Set problem ▸
Reproduce the data verbatim, starting at its first line and ending at the line that contains "left=139, top=534, right=414, bottom=659", with both of those lines included. Omit the picture from your reproduction.

Given records ▸
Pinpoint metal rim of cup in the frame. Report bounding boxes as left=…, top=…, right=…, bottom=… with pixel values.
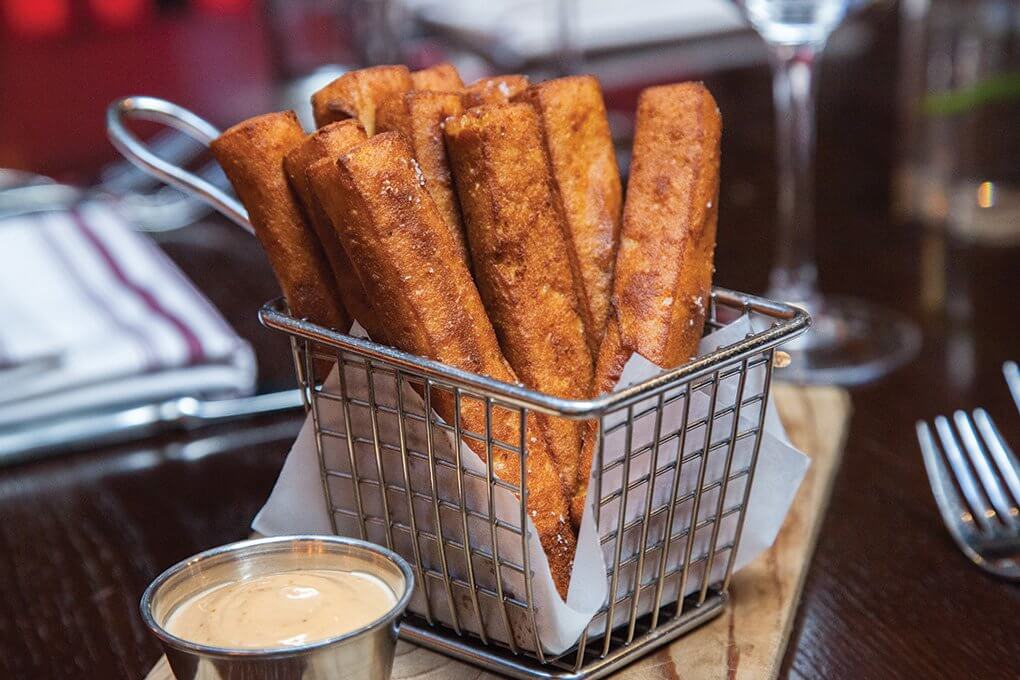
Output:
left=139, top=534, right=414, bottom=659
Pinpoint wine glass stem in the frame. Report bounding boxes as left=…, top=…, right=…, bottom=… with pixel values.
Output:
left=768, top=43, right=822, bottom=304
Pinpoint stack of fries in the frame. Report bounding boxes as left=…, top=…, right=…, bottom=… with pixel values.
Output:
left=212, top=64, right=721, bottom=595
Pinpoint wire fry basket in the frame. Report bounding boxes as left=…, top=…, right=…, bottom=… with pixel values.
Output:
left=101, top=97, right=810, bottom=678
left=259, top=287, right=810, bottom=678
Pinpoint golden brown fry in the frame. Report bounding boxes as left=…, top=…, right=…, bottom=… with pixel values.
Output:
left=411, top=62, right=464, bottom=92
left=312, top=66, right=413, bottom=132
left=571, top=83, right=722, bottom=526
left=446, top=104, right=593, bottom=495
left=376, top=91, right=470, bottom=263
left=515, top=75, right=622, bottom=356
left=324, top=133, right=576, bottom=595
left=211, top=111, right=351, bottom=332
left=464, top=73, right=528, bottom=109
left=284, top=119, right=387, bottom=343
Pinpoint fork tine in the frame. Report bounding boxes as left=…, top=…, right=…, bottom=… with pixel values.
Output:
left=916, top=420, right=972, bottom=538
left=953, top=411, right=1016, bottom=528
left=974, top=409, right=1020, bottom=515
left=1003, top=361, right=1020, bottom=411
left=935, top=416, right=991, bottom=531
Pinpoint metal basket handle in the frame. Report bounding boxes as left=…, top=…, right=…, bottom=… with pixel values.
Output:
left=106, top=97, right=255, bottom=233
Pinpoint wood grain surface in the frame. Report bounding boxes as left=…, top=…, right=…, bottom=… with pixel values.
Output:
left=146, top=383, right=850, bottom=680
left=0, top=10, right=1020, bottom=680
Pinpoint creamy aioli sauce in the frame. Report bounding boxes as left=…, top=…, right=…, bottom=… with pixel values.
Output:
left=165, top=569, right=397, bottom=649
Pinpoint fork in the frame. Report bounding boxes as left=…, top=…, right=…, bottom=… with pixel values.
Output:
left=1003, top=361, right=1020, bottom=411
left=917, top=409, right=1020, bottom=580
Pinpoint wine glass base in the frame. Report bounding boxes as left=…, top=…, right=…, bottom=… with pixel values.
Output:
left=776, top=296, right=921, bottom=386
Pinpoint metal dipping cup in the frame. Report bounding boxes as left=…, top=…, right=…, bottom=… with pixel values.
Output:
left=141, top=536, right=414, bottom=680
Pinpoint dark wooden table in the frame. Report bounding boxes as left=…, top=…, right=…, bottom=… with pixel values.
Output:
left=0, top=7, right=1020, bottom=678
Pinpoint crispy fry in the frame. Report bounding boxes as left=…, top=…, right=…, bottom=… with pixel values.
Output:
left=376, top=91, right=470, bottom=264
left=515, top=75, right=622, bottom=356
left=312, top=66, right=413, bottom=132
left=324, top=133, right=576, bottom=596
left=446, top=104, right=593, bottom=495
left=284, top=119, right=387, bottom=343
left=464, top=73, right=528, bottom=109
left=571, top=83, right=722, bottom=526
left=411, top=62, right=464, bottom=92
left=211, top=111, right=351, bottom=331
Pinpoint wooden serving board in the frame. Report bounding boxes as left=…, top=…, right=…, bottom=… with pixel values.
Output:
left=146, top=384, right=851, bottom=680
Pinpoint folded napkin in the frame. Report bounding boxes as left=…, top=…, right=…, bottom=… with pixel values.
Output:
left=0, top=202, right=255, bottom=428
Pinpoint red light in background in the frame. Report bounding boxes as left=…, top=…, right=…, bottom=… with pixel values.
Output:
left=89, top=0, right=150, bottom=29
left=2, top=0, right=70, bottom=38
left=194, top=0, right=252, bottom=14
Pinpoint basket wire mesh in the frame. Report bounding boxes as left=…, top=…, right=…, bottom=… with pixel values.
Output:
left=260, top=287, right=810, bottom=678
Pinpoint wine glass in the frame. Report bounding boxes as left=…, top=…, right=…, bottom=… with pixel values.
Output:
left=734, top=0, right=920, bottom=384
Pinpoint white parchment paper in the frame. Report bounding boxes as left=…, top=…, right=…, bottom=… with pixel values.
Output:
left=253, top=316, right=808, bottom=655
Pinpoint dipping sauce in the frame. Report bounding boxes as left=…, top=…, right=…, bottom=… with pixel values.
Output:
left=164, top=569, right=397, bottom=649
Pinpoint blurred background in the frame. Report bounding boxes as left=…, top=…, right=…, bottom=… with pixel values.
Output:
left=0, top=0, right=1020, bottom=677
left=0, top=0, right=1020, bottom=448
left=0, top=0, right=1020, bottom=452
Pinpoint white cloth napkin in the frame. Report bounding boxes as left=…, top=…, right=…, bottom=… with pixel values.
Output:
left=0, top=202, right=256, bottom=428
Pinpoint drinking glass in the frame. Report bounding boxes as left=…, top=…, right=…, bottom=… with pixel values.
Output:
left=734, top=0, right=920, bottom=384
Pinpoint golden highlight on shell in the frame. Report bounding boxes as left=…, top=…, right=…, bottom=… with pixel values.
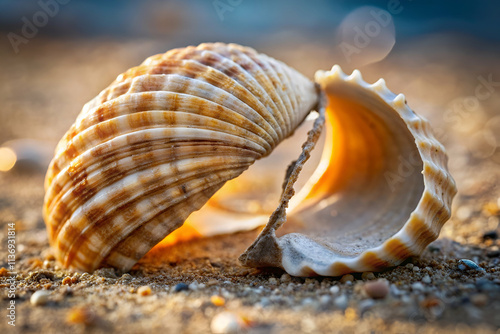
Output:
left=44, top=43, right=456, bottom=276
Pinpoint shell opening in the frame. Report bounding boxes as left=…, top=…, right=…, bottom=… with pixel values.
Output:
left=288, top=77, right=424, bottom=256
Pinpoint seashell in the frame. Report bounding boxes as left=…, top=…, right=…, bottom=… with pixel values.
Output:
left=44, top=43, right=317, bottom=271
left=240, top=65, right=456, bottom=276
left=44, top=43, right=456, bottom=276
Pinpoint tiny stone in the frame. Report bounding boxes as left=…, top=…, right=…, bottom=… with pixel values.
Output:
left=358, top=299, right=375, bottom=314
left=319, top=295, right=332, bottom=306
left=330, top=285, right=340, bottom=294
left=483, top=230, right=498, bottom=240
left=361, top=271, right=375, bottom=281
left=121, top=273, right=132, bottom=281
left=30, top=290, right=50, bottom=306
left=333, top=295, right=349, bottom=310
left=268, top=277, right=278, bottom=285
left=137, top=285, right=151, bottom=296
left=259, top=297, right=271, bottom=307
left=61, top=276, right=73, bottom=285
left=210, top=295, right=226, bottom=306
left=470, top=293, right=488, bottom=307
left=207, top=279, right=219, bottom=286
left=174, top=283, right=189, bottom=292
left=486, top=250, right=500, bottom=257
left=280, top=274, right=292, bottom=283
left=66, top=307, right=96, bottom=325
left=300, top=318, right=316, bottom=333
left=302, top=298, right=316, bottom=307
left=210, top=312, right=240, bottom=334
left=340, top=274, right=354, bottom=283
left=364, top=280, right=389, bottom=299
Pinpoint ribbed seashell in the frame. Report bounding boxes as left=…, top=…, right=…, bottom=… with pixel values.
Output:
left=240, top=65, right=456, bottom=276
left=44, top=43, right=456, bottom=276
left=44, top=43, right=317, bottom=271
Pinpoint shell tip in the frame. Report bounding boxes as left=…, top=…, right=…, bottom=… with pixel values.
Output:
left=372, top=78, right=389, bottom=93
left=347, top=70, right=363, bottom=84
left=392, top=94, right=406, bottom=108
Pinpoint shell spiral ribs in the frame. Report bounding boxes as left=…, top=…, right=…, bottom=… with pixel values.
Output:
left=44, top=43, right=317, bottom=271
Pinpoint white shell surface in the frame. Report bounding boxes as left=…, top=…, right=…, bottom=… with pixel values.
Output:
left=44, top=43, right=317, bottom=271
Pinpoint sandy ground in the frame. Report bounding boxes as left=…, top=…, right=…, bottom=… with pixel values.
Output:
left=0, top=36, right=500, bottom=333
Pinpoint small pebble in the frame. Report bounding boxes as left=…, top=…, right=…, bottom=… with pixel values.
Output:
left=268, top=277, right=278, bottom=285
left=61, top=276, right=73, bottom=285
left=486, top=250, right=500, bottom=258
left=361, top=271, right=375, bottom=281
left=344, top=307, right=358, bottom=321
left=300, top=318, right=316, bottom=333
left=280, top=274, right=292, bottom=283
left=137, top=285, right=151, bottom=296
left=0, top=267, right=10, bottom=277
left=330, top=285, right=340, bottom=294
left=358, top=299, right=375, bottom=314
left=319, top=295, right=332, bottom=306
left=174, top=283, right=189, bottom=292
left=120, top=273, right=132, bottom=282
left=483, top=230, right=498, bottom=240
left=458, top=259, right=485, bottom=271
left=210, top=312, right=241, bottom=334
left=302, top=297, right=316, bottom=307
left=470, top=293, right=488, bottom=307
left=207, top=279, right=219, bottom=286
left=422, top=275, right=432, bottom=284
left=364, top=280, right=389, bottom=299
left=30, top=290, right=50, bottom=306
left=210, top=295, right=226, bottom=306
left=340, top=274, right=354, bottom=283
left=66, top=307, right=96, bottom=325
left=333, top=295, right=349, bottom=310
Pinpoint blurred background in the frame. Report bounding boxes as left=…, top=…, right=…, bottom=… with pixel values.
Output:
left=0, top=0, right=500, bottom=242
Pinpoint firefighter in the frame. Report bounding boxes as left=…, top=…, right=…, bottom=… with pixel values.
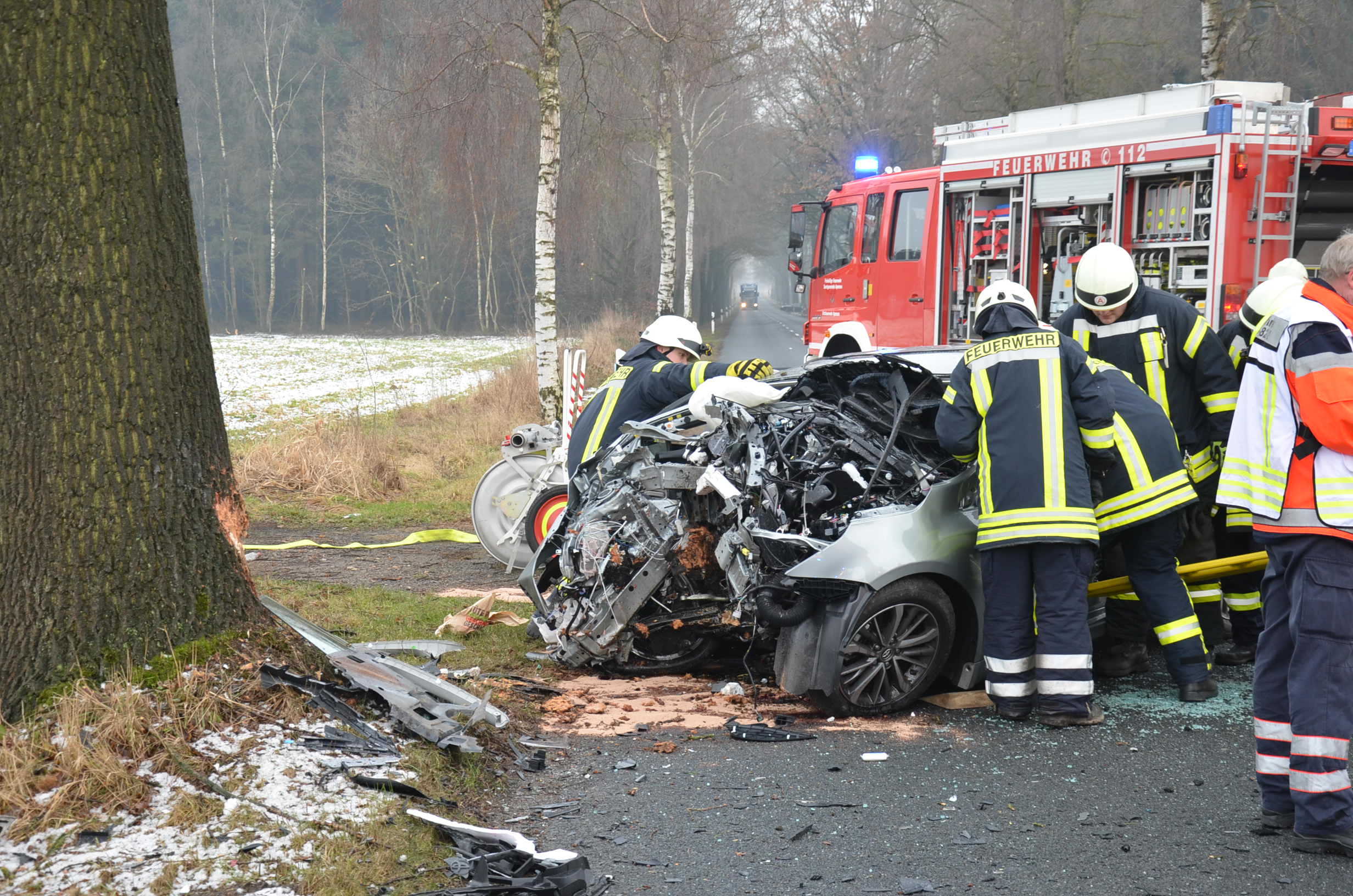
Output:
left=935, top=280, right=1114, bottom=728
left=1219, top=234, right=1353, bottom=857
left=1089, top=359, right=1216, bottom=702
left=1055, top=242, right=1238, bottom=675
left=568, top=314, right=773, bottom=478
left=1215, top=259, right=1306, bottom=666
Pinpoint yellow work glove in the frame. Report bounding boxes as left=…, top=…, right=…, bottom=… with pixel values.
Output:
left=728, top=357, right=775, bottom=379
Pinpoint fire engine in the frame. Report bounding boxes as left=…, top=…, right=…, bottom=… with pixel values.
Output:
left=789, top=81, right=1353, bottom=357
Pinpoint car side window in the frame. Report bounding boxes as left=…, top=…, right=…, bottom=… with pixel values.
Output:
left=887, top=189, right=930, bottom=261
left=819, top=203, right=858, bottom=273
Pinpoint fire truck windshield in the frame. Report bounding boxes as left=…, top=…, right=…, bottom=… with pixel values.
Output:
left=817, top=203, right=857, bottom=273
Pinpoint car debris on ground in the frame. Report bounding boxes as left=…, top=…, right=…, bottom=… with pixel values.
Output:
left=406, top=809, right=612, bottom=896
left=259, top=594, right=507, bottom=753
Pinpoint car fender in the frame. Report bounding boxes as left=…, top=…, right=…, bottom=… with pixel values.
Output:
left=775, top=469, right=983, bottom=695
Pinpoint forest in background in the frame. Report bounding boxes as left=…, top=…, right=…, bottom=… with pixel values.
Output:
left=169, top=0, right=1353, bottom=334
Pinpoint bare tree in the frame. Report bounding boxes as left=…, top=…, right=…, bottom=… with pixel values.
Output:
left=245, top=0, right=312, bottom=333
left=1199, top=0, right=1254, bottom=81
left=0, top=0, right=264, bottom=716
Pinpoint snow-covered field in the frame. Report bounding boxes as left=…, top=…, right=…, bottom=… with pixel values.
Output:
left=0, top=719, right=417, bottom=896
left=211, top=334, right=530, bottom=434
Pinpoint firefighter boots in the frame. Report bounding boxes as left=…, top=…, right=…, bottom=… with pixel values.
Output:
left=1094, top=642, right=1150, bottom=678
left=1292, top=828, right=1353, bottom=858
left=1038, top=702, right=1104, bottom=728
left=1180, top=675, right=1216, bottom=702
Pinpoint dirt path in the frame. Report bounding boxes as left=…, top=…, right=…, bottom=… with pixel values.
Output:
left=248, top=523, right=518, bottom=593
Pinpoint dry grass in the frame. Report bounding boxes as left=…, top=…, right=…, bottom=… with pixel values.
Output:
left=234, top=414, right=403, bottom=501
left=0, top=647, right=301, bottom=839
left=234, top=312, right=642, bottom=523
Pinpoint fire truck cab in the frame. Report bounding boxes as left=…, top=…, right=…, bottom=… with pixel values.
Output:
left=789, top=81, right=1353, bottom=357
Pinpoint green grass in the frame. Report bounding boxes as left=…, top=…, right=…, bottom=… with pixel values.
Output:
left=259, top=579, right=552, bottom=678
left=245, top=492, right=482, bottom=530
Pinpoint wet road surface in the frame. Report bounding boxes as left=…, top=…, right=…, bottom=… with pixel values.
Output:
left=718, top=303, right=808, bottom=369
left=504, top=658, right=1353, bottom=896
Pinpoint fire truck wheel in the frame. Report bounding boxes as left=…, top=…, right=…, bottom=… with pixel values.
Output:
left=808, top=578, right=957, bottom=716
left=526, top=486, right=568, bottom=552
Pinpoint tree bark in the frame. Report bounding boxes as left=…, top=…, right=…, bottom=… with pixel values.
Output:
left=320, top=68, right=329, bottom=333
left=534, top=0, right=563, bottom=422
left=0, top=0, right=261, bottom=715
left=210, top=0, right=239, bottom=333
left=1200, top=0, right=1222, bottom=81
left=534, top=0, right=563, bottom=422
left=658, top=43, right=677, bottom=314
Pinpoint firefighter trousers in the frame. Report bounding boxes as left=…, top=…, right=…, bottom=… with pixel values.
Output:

Solution for this exercise ▸
Pinpoint metal rim of cup in the frame. Report bounding boxes as left=…, top=…, right=…, bottom=… with pixel values.
Output:
left=139, top=534, right=414, bottom=659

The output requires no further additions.